=== SUPPLIED PASSAGE ===

· · ·

Famous Places in Nikko, Snow, Moon & Fowers: Yomei Gate
(Nikko Meisho [Setsugekka]: Yomeimon)
signed at lower right Hiroaki with artist's seal Shotei, with publisher's seal at lower right, Hanken shoyu Fusui Gabo hakko, and limited edition seal, San-hyaku mai kagiri zeppan (limited edition of 300), ca. 1929
oban tate-e 15 1/2 by 10 1/4 in., 39.5 by 26.1 cm
The role of Takahashi Hiroaki (Shotei) in the shin-hanga movement is arguably as integral as it has been overlooked. He was one of the most prolific among the shin-hanga artists, with as many as 500 designs issued by his primary publisher Watanabe Shozaburo (1885-1962). Beginning in 1907, small-format 'tourist' prints designed by Shotei helped the ambitious young print dealer establish his nascent publishing house. By the mid-1910s, as Watanabe began to explore taking print production to a new level, he published a snow scene designed by Shotei, Snow on Ayase River (Ayasegawa no yuki), exhibiting some of the hallmarks of a Watanabe-produced shin-hanga print, including one of the earliest (or possibly the earliest) dated print bearing Watanabe's round seal. However, Watanabe passed over Shotei for additional collaborations in the higher-quality format, and sought out Western-trained artists (and failing that, Western artists themselves) to help him achieve his vision for a new genre of modern Japanese prints.

· · ·

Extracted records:
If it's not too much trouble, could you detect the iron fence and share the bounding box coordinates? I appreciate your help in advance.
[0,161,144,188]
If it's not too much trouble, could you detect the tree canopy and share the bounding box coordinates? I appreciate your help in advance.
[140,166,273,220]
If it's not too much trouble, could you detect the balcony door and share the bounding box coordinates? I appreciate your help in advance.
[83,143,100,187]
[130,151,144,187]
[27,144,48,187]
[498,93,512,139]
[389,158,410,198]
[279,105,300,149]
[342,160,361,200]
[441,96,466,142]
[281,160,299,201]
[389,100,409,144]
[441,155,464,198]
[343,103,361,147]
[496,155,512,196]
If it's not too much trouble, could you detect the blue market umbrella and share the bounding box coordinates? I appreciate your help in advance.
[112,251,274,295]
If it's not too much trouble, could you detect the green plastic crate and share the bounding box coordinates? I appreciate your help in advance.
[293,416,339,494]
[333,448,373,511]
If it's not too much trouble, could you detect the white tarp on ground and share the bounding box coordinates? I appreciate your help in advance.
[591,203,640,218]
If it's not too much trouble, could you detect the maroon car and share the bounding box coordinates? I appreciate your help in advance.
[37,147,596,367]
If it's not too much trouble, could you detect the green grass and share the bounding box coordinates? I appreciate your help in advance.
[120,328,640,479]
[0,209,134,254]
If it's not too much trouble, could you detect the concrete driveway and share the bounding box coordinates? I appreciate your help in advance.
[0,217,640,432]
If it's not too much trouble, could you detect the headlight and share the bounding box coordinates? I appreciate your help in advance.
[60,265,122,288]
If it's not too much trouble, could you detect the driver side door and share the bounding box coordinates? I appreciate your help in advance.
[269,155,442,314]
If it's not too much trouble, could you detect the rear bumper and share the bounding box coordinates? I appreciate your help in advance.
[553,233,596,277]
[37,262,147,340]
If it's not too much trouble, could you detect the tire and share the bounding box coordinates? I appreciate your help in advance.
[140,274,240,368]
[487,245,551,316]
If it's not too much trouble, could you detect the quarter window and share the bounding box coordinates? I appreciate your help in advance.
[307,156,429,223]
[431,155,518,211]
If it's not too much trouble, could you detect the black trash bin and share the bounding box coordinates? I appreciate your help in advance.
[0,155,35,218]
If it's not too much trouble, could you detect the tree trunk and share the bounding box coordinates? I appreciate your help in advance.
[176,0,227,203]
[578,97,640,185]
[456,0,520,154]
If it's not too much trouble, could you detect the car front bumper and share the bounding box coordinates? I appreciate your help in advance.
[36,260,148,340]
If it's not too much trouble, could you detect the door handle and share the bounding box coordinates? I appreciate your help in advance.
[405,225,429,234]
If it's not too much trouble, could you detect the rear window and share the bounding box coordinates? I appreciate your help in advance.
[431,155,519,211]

· · ·

=== WORK TO COMPLETE ===
Carry the catalog entry on Shotei's Yomei Gate print forward from its last sentence. None of the material is required for this work.

=== ANSWER ===
Although Watanabe did publish at least 43 oban-sized (or larger) Shotei prints, representing less than one tenth of their collaboration, it is not surprising that some of Shotei's best work came to fruition while working with another publisher that perhaps allowed him more artistic freedom. Between 1929 and 1932, Shotei produced thirty full-sized (oban or larger) woodblock prints with Fusui Gabo, a Tokyo-based publishing house established in the year following the 1923 earthquake by Kaneko Fusui (Seji) and Kanekio Seizo. Similar to Watanabe and most of the publishing houses, the firm also published ukiyo-e reproductions with the help of Shotei acting as an editor.
This print is from a series published by Fusui Gabo in 1929, Famous Places in Nikko (Nikko Meisho) which included three designs based on the classical theme of Snow, Moon, and Flowers (Setsugekka) and all three designs are quite scarce. The edition, limited to only 300 impressions, is an excellent example of the zenith of shin-hanga print production, both in character and composition. Though poised to share the market for high-quality modern woodblock print production, Fusui Gabo's contriubtion to the shin-hanga movement was short-lived. The publisher apparently did not issue prints with artists other than Shotei, and their headquarters (including their inventory of books and prints) was destroyed during World War II.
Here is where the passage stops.